# Task to complete
Transcribe the part of the Long Island serial killer article below that falls between "Who is the Long" and "wrapped in burlap.", inclusive.

# Extract
>>>

Who is the Long Island serial killer?

Produced by Liza Finley, Taigi Smith, Lincoln Farr and Lisa Freed

Sherre Gilbert will never forget that cold gray day in December 2010, she got the devastating news. Her oldest sister, Shannan, had been missing for seven months when investigators found that first body — wrapped in burlap — on a secluded stretch of beach.

“The investigator from Suffolk County sits us down and says, ‘You know we found a body yesterday and we believe it’s your sister,” Sherre tells “48 Hours Mystery” correspondent Erin Moriarty. “My heart just dropped. I started crying. I couldn’t believe it.”

As Sherre waited for a positive ID the news got even worse. Three more bodies were found on the same beach; a total of four, all about 500 feet apart, all wrapped in burlap.

“And it’s just like an emotional roller coaster,” she says. “We keep on hearing, “Oh, could be your sister, it could be your sister. This body, this body. It’s really crazy.”

<<<

# Records provided
>>>

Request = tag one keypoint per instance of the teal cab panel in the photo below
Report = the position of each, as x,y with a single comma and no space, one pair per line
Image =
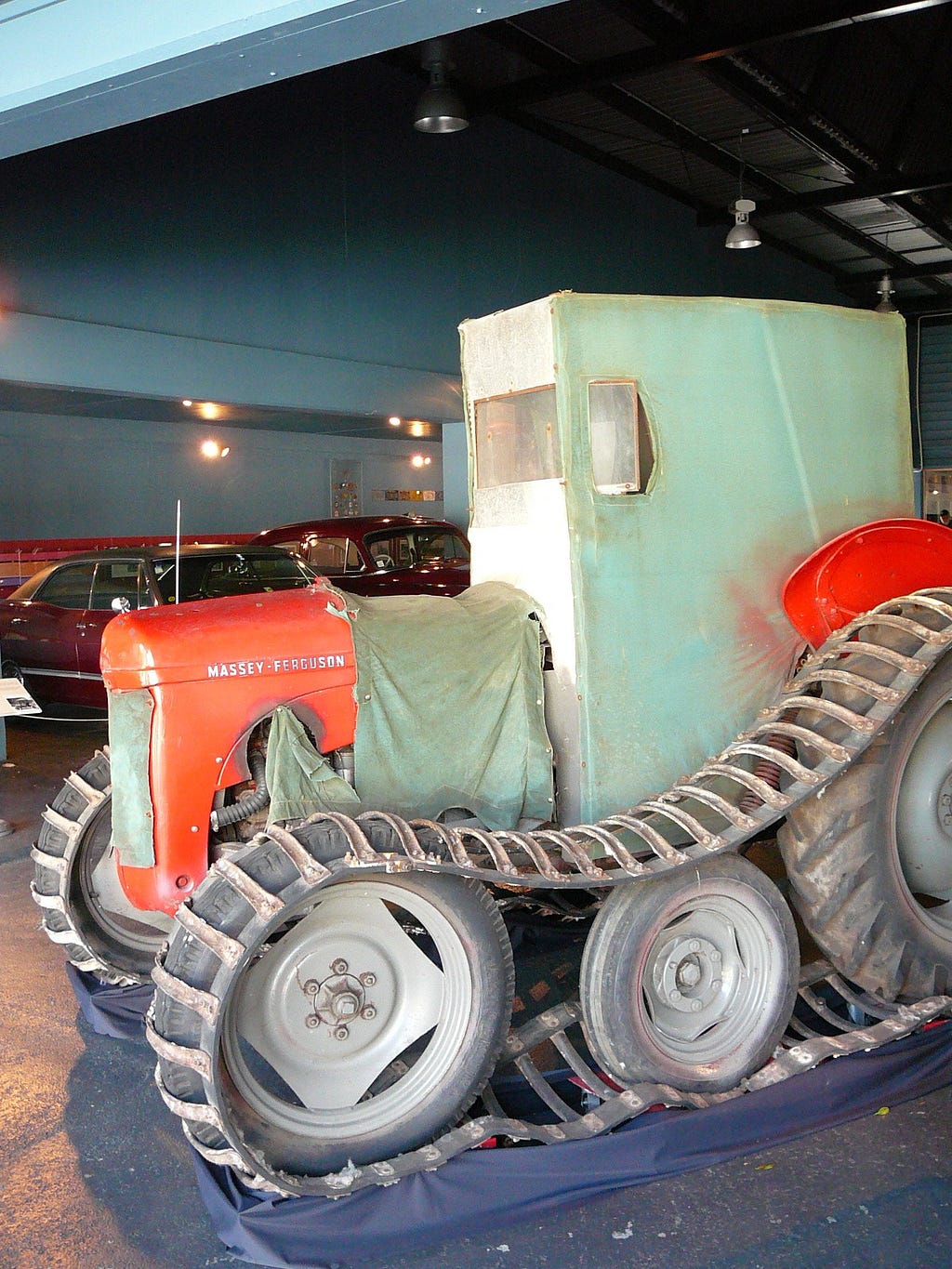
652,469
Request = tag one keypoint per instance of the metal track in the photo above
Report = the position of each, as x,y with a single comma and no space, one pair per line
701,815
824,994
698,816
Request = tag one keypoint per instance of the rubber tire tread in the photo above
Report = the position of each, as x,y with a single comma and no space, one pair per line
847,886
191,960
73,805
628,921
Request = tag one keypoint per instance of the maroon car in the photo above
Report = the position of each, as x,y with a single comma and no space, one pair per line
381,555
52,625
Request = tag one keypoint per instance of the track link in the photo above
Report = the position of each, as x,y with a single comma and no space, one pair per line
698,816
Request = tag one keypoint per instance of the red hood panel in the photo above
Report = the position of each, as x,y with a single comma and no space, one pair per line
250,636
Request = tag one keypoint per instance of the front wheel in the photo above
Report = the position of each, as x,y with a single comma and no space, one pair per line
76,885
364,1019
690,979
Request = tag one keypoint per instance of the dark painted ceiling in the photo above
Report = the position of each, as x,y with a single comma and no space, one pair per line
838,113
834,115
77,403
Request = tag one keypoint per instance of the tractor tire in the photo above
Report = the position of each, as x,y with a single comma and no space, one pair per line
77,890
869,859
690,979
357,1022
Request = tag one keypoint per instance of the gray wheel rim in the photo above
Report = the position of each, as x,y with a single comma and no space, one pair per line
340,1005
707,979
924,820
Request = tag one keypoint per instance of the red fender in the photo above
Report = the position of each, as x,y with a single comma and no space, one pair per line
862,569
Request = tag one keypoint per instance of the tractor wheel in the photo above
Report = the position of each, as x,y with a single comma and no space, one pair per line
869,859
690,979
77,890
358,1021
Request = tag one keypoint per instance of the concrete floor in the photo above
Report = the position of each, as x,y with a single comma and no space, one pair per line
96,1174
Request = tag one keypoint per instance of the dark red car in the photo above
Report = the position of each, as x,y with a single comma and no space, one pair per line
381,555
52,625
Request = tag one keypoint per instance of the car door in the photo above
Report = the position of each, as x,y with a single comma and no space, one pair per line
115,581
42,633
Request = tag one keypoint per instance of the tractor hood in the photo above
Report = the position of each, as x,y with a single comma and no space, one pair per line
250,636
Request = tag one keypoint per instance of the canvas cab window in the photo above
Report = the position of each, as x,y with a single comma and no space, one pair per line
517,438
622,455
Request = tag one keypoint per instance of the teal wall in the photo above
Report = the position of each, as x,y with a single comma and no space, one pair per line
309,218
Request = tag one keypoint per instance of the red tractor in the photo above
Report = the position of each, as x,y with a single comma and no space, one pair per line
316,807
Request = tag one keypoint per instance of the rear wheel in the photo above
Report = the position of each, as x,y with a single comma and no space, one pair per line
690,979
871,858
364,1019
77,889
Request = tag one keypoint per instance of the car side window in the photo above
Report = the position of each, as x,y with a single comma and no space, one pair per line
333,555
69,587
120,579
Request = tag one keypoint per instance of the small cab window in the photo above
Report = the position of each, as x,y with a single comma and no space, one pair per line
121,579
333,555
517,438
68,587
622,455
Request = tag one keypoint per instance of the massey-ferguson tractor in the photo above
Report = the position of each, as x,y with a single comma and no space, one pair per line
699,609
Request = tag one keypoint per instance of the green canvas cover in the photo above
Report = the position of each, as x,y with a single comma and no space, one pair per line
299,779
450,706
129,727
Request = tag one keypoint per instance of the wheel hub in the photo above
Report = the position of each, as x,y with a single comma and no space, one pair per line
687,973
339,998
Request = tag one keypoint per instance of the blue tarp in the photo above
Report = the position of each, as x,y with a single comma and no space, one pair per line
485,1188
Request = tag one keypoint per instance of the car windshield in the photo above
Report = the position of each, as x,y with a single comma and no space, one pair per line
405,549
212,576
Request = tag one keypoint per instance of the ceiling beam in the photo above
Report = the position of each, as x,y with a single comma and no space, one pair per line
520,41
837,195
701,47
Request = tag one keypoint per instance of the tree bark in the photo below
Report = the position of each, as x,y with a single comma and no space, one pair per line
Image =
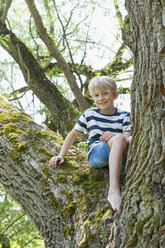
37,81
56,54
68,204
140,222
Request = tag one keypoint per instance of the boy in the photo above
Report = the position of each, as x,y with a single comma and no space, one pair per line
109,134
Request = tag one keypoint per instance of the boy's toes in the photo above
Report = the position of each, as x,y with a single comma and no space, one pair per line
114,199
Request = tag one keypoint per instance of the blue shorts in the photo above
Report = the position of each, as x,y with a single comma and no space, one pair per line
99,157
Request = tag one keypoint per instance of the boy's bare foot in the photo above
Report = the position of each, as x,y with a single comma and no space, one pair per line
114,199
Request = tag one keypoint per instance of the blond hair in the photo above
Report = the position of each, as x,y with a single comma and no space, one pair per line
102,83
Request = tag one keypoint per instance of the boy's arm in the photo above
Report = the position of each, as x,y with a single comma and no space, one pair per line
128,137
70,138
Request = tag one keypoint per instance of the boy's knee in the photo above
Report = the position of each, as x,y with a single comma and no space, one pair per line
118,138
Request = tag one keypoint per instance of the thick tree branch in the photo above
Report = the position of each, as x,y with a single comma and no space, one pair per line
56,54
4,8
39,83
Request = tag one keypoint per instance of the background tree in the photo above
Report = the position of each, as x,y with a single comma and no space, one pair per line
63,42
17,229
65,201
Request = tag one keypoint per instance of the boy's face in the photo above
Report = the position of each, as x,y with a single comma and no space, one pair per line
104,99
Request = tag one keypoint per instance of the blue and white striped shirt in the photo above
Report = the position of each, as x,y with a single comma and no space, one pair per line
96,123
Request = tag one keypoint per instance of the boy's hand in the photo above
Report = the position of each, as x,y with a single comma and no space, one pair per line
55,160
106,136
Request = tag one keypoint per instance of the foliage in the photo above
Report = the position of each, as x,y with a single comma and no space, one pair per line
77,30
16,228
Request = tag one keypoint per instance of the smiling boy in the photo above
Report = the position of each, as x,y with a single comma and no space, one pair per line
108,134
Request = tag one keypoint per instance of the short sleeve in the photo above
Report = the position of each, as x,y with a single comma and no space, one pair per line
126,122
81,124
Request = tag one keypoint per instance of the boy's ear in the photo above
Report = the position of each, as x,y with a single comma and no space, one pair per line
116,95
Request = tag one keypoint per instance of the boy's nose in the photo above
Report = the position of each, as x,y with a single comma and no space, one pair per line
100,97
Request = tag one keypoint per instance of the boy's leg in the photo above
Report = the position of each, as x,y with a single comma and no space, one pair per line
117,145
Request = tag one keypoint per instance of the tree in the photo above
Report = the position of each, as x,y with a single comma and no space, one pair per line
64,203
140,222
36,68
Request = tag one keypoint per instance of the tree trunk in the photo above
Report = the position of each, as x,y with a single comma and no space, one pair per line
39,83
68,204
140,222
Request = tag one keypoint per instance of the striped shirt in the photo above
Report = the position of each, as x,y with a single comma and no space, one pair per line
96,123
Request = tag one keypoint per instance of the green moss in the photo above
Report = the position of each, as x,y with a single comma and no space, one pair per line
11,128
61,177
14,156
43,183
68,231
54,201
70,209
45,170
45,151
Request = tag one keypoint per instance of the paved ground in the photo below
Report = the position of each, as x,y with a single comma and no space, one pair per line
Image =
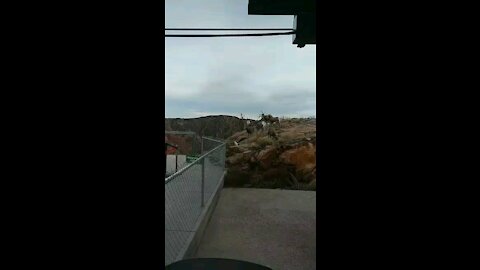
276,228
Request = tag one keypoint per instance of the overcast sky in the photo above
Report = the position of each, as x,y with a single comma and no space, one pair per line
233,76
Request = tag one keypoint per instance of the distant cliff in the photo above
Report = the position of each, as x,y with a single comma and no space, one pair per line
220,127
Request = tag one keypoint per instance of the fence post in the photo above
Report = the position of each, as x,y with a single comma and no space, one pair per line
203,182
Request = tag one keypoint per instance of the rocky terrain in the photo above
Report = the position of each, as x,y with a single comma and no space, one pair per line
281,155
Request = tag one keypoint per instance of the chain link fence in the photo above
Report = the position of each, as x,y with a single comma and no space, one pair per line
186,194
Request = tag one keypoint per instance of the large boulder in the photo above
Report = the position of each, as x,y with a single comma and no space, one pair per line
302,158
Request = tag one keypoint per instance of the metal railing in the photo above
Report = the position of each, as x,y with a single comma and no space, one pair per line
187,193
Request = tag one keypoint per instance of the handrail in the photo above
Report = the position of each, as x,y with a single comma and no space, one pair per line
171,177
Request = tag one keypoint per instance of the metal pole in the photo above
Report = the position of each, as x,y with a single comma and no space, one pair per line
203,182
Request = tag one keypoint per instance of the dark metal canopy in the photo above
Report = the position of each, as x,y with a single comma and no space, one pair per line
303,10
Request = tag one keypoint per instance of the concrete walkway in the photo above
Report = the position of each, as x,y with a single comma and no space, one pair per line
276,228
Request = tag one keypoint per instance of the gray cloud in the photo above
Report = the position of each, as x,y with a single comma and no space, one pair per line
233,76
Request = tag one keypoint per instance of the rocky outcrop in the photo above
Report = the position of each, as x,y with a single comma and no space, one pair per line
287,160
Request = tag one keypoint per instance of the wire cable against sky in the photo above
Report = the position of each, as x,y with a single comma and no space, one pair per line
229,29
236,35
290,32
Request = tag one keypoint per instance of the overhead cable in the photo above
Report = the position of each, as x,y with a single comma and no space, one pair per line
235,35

<<<

# Right answer
Who is the Long Island serial killer?

Produced by Liza Finley, Taigi Smith, Lincoln Farr and Lisa Freed

Sherre Gilbert will never forget that cold gray day in December 2010, she got the devastating news. Her oldest sister, Shannan, had been missing for seven months when investigators found that first body — wrapped in burlap — on a secluded stretch of beach.

“The investigator from Suffolk County sits us down and says, ‘You know we found a body yesterday and we believe it’s your sister,” Sherre tells “48 Hours Mystery” correspondent Erin Moriarty. “My heart just dropped. I started crying. I couldn’t believe it.”

As Sherre waited for a positive ID the news got even worse. Three more bodies were found on the same beach; a total of four, all about 500 feet apart, all wrapped in burlap.